## OBJECTIVE
Update the entries below by putting "mark each instance" wherever "spot each instance" appears, leaving everything else the same.

## EXERCISE INPUTS
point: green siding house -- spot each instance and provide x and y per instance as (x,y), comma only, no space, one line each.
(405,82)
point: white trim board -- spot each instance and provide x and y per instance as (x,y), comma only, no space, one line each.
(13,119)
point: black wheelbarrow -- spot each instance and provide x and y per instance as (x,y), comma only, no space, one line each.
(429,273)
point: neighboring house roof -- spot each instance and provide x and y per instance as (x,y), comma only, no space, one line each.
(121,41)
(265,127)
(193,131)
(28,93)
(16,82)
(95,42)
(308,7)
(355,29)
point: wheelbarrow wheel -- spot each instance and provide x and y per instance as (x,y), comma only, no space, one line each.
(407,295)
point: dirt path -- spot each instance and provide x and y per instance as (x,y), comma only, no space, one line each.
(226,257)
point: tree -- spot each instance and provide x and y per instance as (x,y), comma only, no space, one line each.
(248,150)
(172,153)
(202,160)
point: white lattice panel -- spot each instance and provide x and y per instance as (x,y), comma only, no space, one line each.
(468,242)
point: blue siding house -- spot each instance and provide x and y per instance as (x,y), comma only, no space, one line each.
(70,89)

## SOLUTION TO THIS TASK
point: green siding house -- mark each instance and provide x and y per instance as (x,y), comma only, no space, one line each.
(405,82)
point: white trim board -- mark each instance and provide x and y per instance as (x,y), comma only, no space, one line each.
(13,119)
point: black wheelbarrow -- mark each instance and provide x and y per instance as (x,y), comma only, no space, one line each.
(429,273)
point: neighboring house roof -- mark each instance and provide x and y per instance as (x,y), comma only, no space, one line each.
(121,41)
(265,127)
(193,131)
(28,93)
(16,82)
(95,42)
(308,7)
(355,29)
point: wheelbarrow wheel -- mark each instance and provide x and y per instance as (x,y), comma only, no space, one line each.
(407,295)
point: dirt path -- mark each instance and provide x and y per instance as (x,y), comma only, no space, one line each.
(226,257)
point: tree -- mark each instance and provide x and y per instance as (x,y), comma only, no space, one line each.
(248,150)
(172,153)
(202,160)
point: white lattice panel -- mark each instance and provide x and y per instance as (x,y), comma only, no space, one line each.
(468,242)
point: blue siding house -- mark each instance and provide x and y per instance as (x,y), comma only, no space, one line each.
(70,89)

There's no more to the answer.